> What to do:
If a line in the entries includes "position", show that line.

> Available records:
------------------------------------------------

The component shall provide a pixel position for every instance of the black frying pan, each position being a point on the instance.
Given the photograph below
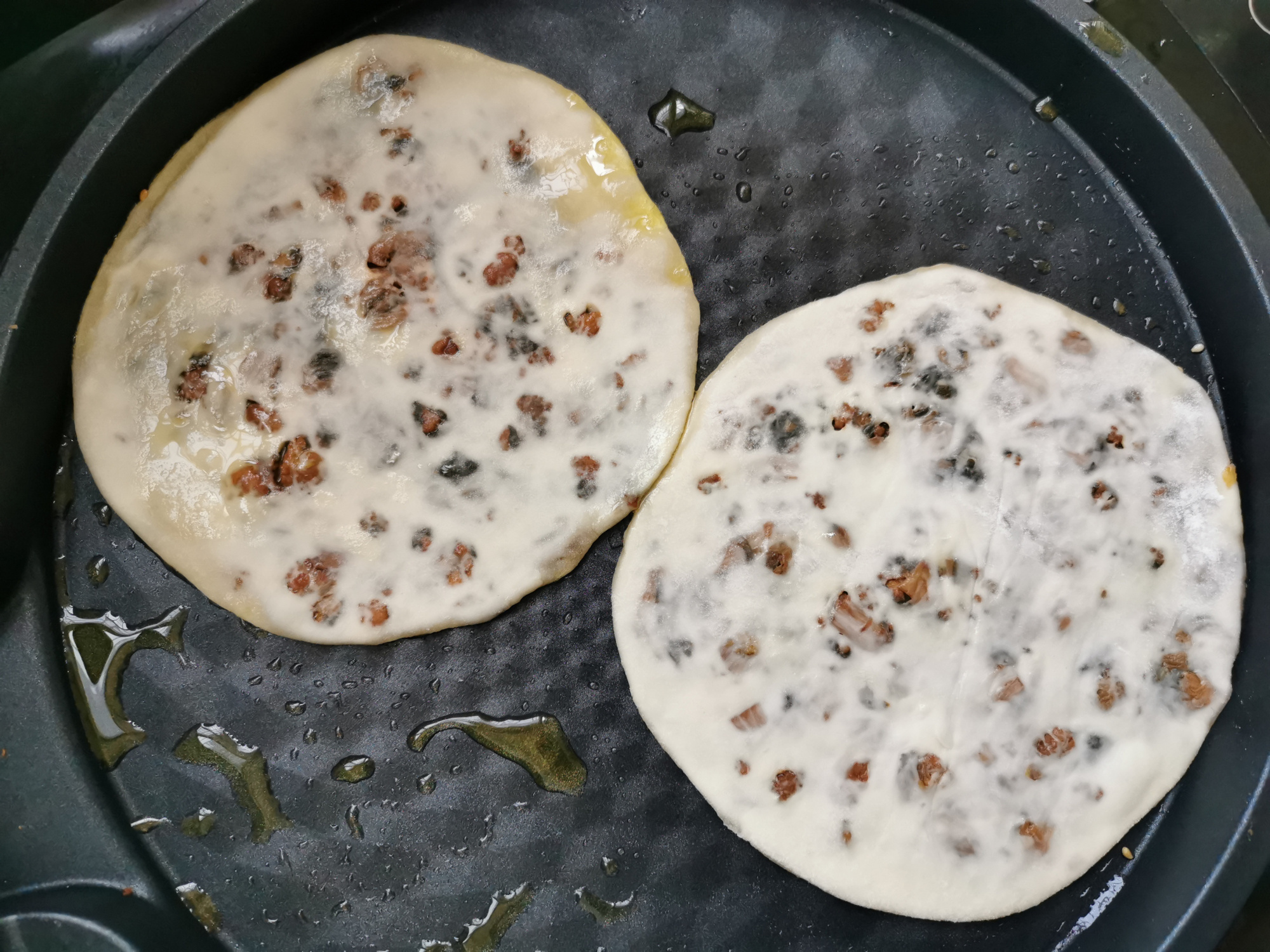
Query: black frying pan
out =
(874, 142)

------------------------------------------------

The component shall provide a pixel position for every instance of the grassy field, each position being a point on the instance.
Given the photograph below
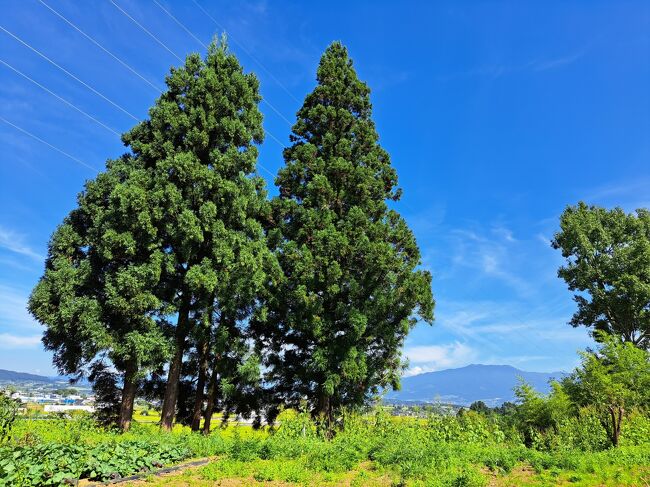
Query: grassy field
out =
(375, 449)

------------------------------------------------

> Solution to the exercise:
The component shall provide a pixel position for every instance of the black frying pan, each position being a point on the instance.
The component shall provide a pixel position for every instance of the grassy field, each position being a point on the instance.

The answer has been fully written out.